◆ **WHAT YOU WILL DO**
The answer is all of the entries below, repeated exactly and free of pictures.
★ ★ ★ ★ ★
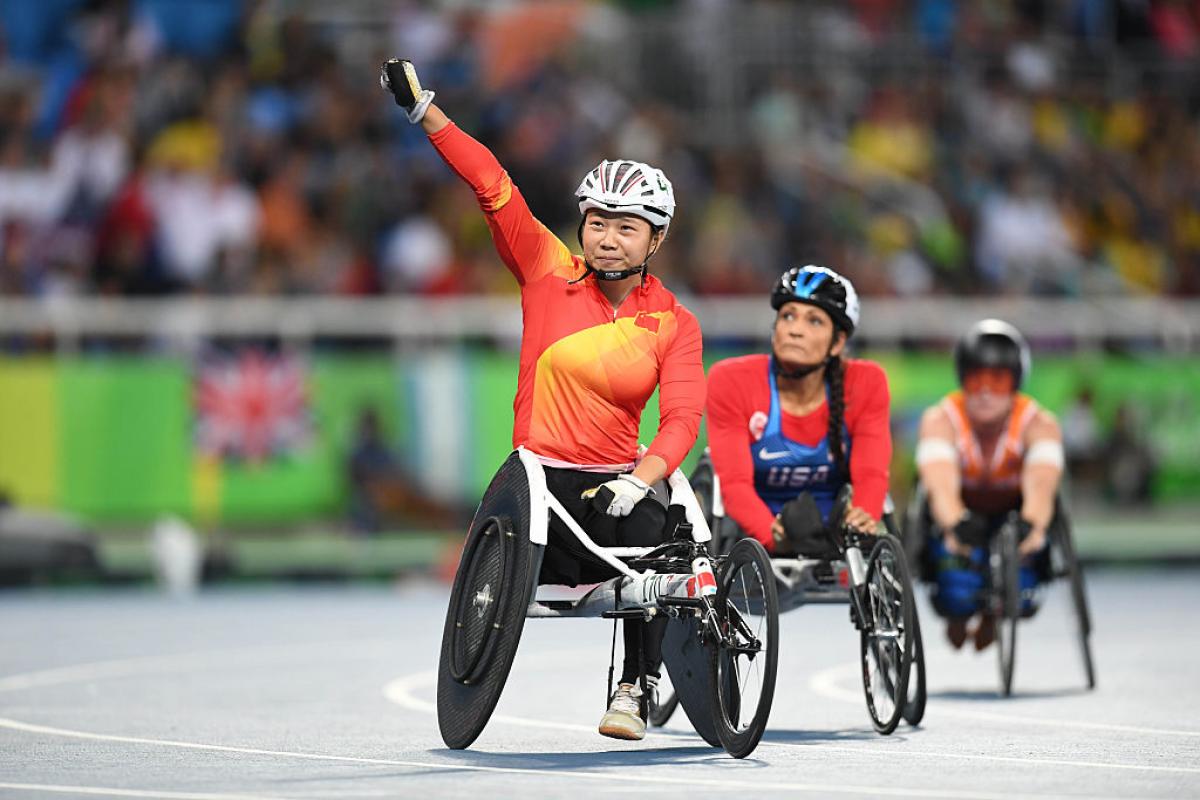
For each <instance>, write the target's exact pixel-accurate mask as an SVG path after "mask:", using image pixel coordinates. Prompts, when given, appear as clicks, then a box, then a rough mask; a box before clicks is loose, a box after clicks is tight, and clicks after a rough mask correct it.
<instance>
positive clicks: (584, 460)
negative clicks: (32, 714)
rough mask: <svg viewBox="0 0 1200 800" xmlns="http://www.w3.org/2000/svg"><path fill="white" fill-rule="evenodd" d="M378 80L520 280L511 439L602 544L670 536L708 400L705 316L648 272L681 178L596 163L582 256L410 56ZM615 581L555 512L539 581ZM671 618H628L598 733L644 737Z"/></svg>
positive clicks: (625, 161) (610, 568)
★ ★ ★ ★ ★
◆ **REPLY TO THE EXERCISE**
For each <instance>, write the target's exact pixel-accurate mask as an SVG path after "mask:", using image pixel coordinates. Prompts, when given, appear as clicks, then a box, then a rough mask; a box before clicks is loose, a box after clicks is tight, and clicks after a rough mask correct it.
<instance>
positive clicks: (584, 460)
negative clicks: (32, 714)
rough mask: <svg viewBox="0 0 1200 800" xmlns="http://www.w3.org/2000/svg"><path fill="white" fill-rule="evenodd" d="M378 80L520 280L511 439L602 544L670 536L708 400L705 316L648 272L681 178L596 163L582 256L410 56ZM615 581L555 512L539 581ZM671 618H628L598 733L644 737Z"/></svg>
positive clicks: (625, 161) (610, 568)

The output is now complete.